Dataset excerpts START

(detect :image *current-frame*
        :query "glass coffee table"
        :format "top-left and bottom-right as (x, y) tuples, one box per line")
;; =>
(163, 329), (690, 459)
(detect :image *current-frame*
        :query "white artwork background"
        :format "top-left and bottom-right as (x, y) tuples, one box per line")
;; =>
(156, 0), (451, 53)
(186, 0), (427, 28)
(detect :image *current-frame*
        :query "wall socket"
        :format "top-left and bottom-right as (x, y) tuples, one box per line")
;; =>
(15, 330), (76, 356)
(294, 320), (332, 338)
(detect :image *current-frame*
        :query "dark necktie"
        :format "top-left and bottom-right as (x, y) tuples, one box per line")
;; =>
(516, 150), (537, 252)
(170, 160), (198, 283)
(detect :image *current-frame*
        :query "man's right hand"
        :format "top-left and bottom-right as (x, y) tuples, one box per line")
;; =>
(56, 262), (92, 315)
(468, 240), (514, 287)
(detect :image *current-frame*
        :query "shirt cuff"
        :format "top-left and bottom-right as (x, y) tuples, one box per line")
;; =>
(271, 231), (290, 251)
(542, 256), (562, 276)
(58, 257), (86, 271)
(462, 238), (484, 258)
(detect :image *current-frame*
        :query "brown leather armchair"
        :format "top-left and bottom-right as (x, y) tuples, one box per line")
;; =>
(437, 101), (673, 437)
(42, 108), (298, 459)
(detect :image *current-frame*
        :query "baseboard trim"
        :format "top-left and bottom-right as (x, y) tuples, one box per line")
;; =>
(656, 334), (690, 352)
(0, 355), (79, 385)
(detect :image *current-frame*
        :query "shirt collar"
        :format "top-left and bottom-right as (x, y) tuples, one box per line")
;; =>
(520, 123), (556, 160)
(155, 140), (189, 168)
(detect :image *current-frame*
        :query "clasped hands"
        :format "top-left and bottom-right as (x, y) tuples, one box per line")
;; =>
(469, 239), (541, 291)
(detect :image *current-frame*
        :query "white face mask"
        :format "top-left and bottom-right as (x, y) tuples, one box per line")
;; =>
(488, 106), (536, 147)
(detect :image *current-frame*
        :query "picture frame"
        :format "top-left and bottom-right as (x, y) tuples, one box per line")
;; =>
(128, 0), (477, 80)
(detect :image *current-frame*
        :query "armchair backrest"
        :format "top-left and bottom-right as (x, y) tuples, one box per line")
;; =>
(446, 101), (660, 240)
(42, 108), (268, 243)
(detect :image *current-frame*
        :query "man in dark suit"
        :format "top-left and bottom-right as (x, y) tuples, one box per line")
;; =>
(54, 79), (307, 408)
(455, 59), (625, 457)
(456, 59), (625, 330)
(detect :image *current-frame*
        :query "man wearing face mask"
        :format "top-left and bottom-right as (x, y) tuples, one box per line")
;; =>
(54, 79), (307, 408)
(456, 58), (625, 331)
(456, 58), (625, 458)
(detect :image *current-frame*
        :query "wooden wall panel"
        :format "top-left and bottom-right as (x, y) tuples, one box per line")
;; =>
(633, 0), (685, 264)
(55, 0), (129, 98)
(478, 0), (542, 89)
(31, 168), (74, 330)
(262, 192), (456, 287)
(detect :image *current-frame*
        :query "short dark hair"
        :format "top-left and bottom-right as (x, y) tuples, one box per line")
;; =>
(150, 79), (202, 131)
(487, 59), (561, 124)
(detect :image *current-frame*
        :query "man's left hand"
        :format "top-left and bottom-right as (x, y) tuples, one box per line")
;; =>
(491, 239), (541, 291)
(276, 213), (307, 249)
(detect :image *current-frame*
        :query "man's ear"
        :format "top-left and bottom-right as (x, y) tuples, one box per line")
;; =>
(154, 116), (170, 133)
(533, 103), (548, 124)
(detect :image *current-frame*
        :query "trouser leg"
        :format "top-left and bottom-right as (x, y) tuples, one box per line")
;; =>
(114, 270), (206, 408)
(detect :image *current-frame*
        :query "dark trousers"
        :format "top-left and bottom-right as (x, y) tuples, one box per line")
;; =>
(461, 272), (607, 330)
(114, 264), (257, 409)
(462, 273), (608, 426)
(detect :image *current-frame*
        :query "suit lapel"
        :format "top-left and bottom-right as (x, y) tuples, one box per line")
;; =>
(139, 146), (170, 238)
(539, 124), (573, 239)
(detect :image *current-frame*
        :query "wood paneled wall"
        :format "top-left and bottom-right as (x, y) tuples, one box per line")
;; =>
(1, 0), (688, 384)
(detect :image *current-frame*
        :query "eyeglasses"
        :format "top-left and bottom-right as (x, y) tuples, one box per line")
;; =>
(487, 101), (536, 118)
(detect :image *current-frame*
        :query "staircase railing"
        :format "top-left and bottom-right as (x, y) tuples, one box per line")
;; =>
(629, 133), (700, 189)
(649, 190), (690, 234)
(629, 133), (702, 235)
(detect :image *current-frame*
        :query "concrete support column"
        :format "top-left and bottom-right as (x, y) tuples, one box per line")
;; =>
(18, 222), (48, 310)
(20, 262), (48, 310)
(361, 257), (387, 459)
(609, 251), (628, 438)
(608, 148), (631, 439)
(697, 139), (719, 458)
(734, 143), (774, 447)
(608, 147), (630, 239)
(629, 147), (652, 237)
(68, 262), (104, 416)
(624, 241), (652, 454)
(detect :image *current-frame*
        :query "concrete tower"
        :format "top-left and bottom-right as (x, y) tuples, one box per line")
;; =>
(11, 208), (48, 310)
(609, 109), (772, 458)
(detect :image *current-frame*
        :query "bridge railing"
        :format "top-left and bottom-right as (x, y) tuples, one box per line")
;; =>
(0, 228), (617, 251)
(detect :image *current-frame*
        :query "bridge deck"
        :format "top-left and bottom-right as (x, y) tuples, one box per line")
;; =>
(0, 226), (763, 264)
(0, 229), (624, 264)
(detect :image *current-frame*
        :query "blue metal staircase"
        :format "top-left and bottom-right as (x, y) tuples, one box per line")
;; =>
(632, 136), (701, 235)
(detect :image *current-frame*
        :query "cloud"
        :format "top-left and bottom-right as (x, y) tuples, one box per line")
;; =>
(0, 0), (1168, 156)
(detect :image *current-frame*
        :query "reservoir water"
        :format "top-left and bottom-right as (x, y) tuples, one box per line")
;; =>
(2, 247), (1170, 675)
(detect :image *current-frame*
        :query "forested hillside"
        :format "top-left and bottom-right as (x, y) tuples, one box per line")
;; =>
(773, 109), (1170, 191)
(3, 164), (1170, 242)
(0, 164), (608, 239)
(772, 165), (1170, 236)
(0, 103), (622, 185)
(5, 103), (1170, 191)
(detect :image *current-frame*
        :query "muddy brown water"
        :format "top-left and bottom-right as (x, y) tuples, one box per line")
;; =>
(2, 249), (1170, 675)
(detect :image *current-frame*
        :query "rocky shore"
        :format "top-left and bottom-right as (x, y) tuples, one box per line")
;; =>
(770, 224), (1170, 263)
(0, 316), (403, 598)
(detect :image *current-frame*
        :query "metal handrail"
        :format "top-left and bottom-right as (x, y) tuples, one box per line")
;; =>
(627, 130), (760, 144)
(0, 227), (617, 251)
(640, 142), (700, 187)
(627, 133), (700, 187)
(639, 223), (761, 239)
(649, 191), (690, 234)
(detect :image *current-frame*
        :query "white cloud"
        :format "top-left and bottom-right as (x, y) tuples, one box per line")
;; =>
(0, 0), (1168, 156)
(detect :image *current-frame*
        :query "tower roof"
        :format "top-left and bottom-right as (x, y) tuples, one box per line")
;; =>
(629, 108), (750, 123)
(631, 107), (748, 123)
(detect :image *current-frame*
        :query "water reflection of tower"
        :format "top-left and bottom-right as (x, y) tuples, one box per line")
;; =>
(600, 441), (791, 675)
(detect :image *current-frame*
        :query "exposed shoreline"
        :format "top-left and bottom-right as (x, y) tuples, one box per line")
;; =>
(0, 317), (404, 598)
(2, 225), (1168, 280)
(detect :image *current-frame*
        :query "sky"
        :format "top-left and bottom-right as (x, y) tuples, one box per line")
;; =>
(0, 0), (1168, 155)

Dataset excerpts END

_What to do_: Your answer should be a single number: the count of lines above with the word "metal".

_Exercise solution_: 2